- Sezione documento -
|---|
Una goffa svirgolata di Vasilievic sembra regalare il vantaggio ai Rossoneri già ad inizio di partita ma l’arbitro “non si accorge” di quanto la palla abbia varcato la linea di porta. È almeno un metro e mezzo, eppure “non vede”. Nulla può però il famigerato Pauly su un preciso colpo di testa di Van Basten. Per la prima volta nelle tre partite i Rossoneri sono in vantaggio.


Il gol di Van Basten


La forza e la pervicacia dei padroni di casa si palesa però poco dopo con un’azione da manuale. Lancio millimetrico di Savicevic per Stoikovic e Pixie abbina classe e potenza in una terribile botta sotto la traversa: 1-1 . È uno dei cinque uomini che possono fregiarsi di avere un posto nell’hall of fame della Crvena Zvezda, altro non serve aggiungere.
|---|
Elenco dei dati
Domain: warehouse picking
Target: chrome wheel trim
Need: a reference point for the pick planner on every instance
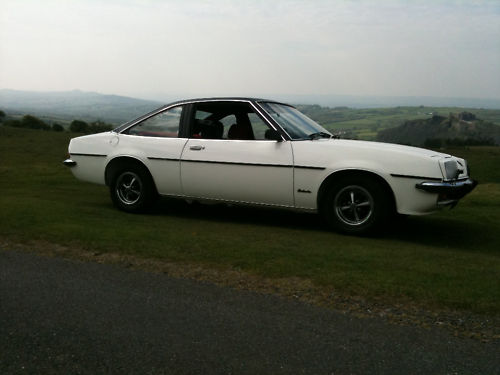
(129, 188)
(353, 205)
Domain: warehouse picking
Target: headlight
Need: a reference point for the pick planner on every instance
(451, 169)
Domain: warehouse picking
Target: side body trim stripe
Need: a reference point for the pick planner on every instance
(240, 163)
(416, 177)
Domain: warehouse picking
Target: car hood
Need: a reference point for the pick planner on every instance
(383, 158)
(387, 147)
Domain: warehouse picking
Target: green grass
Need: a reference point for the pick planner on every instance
(449, 260)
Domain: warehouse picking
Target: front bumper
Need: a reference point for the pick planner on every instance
(449, 191)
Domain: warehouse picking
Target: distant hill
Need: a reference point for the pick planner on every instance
(456, 129)
(87, 106)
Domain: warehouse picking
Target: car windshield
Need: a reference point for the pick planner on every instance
(295, 123)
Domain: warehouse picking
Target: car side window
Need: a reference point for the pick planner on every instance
(227, 120)
(258, 125)
(164, 124)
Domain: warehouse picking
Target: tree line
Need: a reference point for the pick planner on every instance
(76, 126)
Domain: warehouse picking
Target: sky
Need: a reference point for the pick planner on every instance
(153, 49)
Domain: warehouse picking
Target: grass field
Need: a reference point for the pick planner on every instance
(364, 123)
(447, 260)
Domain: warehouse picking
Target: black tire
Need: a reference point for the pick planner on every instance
(356, 205)
(132, 189)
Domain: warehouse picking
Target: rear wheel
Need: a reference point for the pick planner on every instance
(356, 205)
(132, 189)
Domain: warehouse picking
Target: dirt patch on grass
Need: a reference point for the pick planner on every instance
(459, 323)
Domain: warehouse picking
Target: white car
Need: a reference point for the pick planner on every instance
(261, 152)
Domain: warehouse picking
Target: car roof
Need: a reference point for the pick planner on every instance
(192, 101)
(223, 98)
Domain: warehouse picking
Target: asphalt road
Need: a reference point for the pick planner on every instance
(69, 317)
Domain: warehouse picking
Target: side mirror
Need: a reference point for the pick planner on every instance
(273, 135)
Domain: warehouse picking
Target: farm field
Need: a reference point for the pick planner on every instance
(364, 123)
(449, 260)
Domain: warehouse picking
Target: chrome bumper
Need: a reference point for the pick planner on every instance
(450, 192)
(69, 163)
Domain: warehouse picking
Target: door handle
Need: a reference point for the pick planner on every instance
(197, 148)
|---|
- Compito scritto A -
Riporta parola per parola il racconto della partita, partendo da "La forza e la" e finendo con "non serve aggiungere.".
- Compito scritto B -
Prosegui il racconto della partita da dove si interrompe.

- Risultato esercizio A -
La forza e la pervicacia dei padroni di casa si palesa però poco dopo con un’azione da manuale. Lancio millimetrico di Savicevic per Stoikovic e Pixie abbina classe e potenza in una terribile botta sotto la traversa: 1-1 . È uno dei cinque uomini che possono fregiarsi di avere un posto nell’hall of fame della Crvena Zvezda, altro non serve aggiungere.

- Risultato esercizio B -
Quando le squadre già pensano al riposo, un episodio a dir poco drammatico vede protagonista lo sfortunato Donadoni che in un contrasto aereo sbatte violentemente la testa, rischiando addirittura di morire in campo. Al suo posto entra Gullit, con pochi minuti di autonomia nelle gambe, costretto invece a giocare addirittura i tempi supplementari.

Il risultato non si sblocca più, qualificazione affidata ai calci di rigore.


Tabellone stadio


Dragan Stojkovic, sempre lui, segna il primo.

Sono cinque i gradi sotto lo zero, ghiaccio e inferno. Una incipiente nebbia sta per avvolgere nuovamente la città e sugli spalti improvvisati fuochi compaiono tra sinistri ondeggiamenti di corpi, urla e fischi. Nel momento della verità sul dischetto si presenta il Capitano, ieratica icona del più ancestrale milanismo. Gol.

Prosinecki e Van basten sono impeccabili sino a quando un ancora acerbo Savicevic si fa parare il tiro da Giovanni Galli. Chicco Evani porta a quattro le reti rossonere con una regale indifferenza e Mrkela sbaglia ancora. Tocca allora a Frankie Rijkaard segnare la rete qualificazione per il 3-5 finale.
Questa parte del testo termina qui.